━━━━━ Data to examine
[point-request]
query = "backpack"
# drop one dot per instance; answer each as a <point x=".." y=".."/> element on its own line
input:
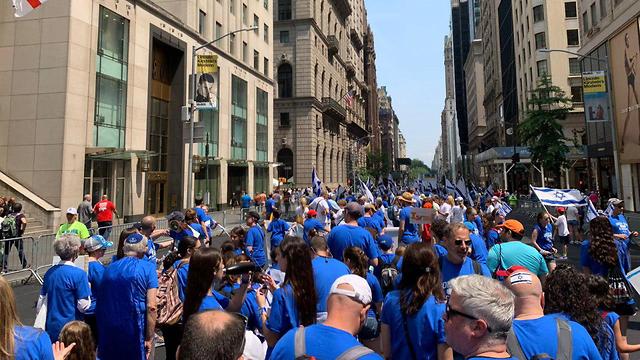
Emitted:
<point x="565" y="343"/>
<point x="9" y="227"/>
<point x="168" y="299"/>
<point x="300" y="348"/>
<point x="388" y="274"/>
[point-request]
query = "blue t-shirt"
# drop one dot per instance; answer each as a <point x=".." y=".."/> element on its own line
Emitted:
<point x="255" y="239"/>
<point x="31" y="344"/>
<point x="426" y="327"/>
<point x="94" y="274"/>
<point x="278" y="228"/>
<point x="64" y="285"/>
<point x="370" y="222"/>
<point x="530" y="333"/>
<point x="545" y="237"/>
<point x="245" y="201"/>
<point x="321" y="341"/>
<point x="325" y="272"/>
<point x="410" y="234"/>
<point x="121" y="316"/>
<point x="309" y="225"/>
<point x="449" y="270"/>
<point x="345" y="236"/>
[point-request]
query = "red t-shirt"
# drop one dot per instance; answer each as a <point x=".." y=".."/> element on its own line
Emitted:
<point x="104" y="210"/>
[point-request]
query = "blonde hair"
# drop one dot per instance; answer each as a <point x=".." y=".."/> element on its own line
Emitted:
<point x="8" y="320"/>
<point x="80" y="333"/>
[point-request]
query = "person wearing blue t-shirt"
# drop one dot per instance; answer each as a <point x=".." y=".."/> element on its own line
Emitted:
<point x="350" y="234"/>
<point x="347" y="305"/>
<point x="127" y="312"/>
<point x="542" y="239"/>
<point x="407" y="231"/>
<point x="531" y="324"/>
<point x="65" y="288"/>
<point x="414" y="313"/>
<point x="325" y="271"/>
<point x="278" y="228"/>
<point x="254" y="240"/>
<point x="478" y="315"/>
<point x="457" y="263"/>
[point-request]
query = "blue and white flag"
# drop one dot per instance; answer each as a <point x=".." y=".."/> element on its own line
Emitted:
<point x="559" y="197"/>
<point x="316" y="182"/>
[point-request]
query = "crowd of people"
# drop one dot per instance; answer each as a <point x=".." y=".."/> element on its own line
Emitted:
<point x="335" y="283"/>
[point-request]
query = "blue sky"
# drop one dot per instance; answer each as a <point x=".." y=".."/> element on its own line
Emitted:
<point x="409" y="38"/>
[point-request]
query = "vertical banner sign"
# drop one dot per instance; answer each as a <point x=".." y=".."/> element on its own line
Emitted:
<point x="596" y="100"/>
<point x="207" y="78"/>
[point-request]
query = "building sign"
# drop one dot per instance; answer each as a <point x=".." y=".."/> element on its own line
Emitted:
<point x="625" y="71"/>
<point x="596" y="98"/>
<point x="207" y="82"/>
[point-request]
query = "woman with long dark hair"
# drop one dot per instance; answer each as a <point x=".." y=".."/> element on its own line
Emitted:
<point x="565" y="290"/>
<point x="205" y="269"/>
<point x="294" y="303"/>
<point x="358" y="262"/>
<point x="414" y="312"/>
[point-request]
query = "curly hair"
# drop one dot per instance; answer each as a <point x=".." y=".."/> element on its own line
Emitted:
<point x="565" y="291"/>
<point x="603" y="247"/>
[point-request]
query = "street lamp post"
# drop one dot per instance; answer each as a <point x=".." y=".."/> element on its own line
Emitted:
<point x="614" y="136"/>
<point x="192" y="102"/>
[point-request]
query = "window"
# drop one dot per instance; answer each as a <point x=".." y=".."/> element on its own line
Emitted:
<point x="542" y="68"/>
<point x="284" y="37"/>
<point x="202" y="22"/>
<point x="284" y="9"/>
<point x="256" y="60"/>
<point x="238" y="118"/>
<point x="284" y="120"/>
<point x="574" y="66"/>
<point x="111" y="80"/>
<point x="538" y="13"/>
<point x="262" y="121"/>
<point x="285" y="81"/>
<point x="570" y="10"/>
<point x="541" y="41"/>
<point x="572" y="37"/>
<point x="265" y="70"/>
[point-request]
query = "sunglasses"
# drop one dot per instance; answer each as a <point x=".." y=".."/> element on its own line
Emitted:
<point x="459" y="242"/>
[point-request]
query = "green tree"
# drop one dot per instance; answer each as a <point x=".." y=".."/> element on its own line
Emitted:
<point x="541" y="129"/>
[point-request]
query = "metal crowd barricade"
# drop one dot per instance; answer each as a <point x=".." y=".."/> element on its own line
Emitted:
<point x="17" y="255"/>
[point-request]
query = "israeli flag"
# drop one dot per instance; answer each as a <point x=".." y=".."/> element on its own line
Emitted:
<point x="559" y="197"/>
<point x="316" y="182"/>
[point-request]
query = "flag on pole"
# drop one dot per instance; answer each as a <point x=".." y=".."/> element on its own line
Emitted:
<point x="559" y="197"/>
<point x="316" y="182"/>
<point x="23" y="7"/>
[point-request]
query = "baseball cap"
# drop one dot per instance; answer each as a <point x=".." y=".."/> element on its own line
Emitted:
<point x="96" y="242"/>
<point x="385" y="242"/>
<point x="361" y="291"/>
<point x="513" y="225"/>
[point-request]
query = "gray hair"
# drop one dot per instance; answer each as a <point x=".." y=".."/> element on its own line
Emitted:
<point x="136" y="249"/>
<point x="67" y="246"/>
<point x="486" y="299"/>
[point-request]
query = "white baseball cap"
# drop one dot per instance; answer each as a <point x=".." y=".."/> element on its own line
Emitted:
<point x="361" y="291"/>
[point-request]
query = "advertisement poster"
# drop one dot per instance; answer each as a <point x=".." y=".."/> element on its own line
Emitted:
<point x="207" y="82"/>
<point x="625" y="70"/>
<point x="596" y="100"/>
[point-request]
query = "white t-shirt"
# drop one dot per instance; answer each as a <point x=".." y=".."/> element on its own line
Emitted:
<point x="561" y="223"/>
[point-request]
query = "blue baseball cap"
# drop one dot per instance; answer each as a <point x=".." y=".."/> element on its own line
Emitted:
<point x="134" y="238"/>
<point x="96" y="242"/>
<point x="385" y="242"/>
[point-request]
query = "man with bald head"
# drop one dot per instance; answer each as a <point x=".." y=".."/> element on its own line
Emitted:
<point x="348" y="303"/>
<point x="212" y="335"/>
<point x="536" y="335"/>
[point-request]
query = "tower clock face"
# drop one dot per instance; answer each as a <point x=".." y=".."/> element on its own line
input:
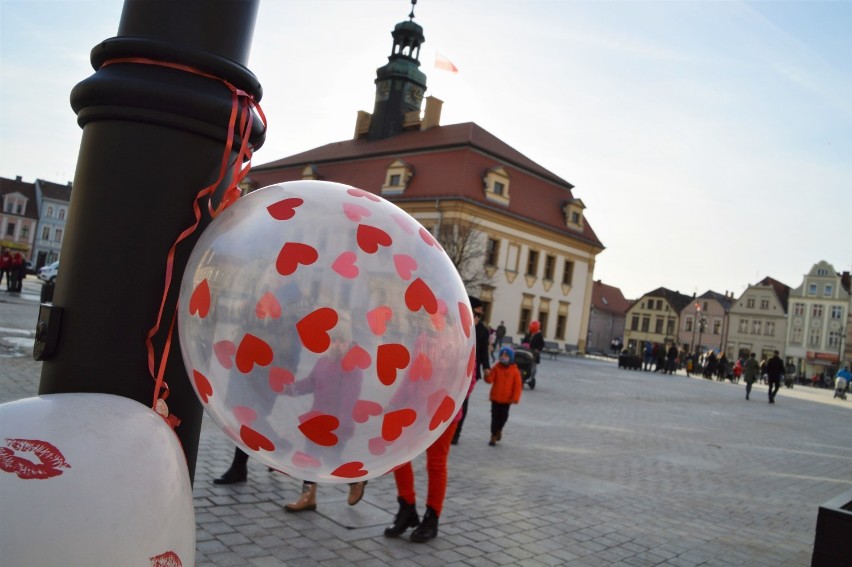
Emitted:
<point x="413" y="95"/>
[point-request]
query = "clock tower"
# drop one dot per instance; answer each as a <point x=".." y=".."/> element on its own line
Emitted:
<point x="400" y="84"/>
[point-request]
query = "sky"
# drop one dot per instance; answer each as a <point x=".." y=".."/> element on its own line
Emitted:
<point x="711" y="142"/>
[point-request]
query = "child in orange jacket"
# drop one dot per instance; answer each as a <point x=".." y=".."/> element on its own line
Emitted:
<point x="505" y="379"/>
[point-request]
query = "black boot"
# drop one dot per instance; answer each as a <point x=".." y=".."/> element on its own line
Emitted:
<point x="406" y="518"/>
<point x="238" y="471"/>
<point x="428" y="528"/>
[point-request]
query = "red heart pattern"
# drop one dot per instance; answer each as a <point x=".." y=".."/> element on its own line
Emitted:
<point x="445" y="412"/>
<point x="225" y="351"/>
<point x="370" y="238"/>
<point x="378" y="319"/>
<point x="279" y="378"/>
<point x="404" y="265"/>
<point x="394" y="422"/>
<point x="419" y="295"/>
<point x="320" y="429"/>
<point x="254" y="440"/>
<point x="345" y="265"/>
<point x="314" y="327"/>
<point x="364" y="409"/>
<point x="284" y="209"/>
<point x="253" y="350"/>
<point x="199" y="301"/>
<point x="353" y="469"/>
<point x="202" y="385"/>
<point x="294" y="254"/>
<point x="421" y="368"/>
<point x="356" y="357"/>
<point x="268" y="307"/>
<point x="389" y="359"/>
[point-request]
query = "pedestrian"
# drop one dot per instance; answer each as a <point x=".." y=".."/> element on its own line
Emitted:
<point x="500" y="334"/>
<point x="774" y="370"/>
<point x="506" y="386"/>
<point x="751" y="370"/>
<point x="483" y="360"/>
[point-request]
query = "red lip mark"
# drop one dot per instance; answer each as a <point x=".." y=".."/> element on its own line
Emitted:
<point x="202" y="384"/>
<point x="370" y="238"/>
<point x="268" y="306"/>
<point x="361" y="193"/>
<point x="353" y="469"/>
<point x="319" y="429"/>
<point x="167" y="559"/>
<point x="251" y="351"/>
<point x="199" y="301"/>
<point x="51" y="459"/>
<point x="313" y="329"/>
<point x="284" y="209"/>
<point x="357" y="357"/>
<point x="292" y="255"/>
<point x="378" y="319"/>
<point x="389" y="359"/>
<point x="395" y="422"/>
<point x="420" y="295"/>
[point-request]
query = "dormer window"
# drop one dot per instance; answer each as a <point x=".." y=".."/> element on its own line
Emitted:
<point x="397" y="178"/>
<point x="496" y="185"/>
<point x="573" y="211"/>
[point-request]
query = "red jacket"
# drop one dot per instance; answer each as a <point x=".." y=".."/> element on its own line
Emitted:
<point x="506" y="383"/>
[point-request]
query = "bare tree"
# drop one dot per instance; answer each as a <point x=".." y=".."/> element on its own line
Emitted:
<point x="464" y="243"/>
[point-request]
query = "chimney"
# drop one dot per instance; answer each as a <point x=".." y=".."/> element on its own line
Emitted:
<point x="432" y="114"/>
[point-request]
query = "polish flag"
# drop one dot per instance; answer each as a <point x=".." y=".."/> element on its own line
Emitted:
<point x="441" y="62"/>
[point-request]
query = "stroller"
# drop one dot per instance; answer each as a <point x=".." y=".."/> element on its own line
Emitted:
<point x="840" y="388"/>
<point x="525" y="359"/>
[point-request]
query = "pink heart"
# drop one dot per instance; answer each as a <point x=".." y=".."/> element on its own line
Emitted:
<point x="279" y="378"/>
<point x="345" y="265"/>
<point x="245" y="415"/>
<point x="355" y="212"/>
<point x="364" y="409"/>
<point x="404" y="265"/>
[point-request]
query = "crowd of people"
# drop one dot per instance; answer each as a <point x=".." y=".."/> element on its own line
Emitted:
<point x="13" y="268"/>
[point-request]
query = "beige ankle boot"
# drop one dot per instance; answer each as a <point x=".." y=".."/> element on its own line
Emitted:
<point x="306" y="502"/>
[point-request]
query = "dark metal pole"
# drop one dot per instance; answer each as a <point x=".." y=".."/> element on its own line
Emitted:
<point x="153" y="137"/>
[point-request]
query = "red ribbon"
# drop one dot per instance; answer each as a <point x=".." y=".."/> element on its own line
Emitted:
<point x="242" y="105"/>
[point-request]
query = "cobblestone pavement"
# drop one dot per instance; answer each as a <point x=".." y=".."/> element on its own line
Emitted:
<point x="598" y="466"/>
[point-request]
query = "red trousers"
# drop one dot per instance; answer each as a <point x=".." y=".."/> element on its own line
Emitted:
<point x="436" y="470"/>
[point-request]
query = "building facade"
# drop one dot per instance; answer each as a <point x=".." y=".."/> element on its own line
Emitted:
<point x="758" y="321"/>
<point x="513" y="229"/>
<point x="18" y="216"/>
<point x="817" y="320"/>
<point x="607" y="315"/>
<point x="654" y="318"/>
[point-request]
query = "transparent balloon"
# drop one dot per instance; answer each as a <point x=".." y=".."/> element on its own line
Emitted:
<point x="325" y="331"/>
<point x="92" y="479"/>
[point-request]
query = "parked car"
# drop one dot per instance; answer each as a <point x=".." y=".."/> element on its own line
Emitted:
<point x="48" y="273"/>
━━━━━━━━━━
Work order:
Every line of the data above that includes "with" should be listed.

Exercise output:
query = "woman with long dark hair"
query = "man with bald head"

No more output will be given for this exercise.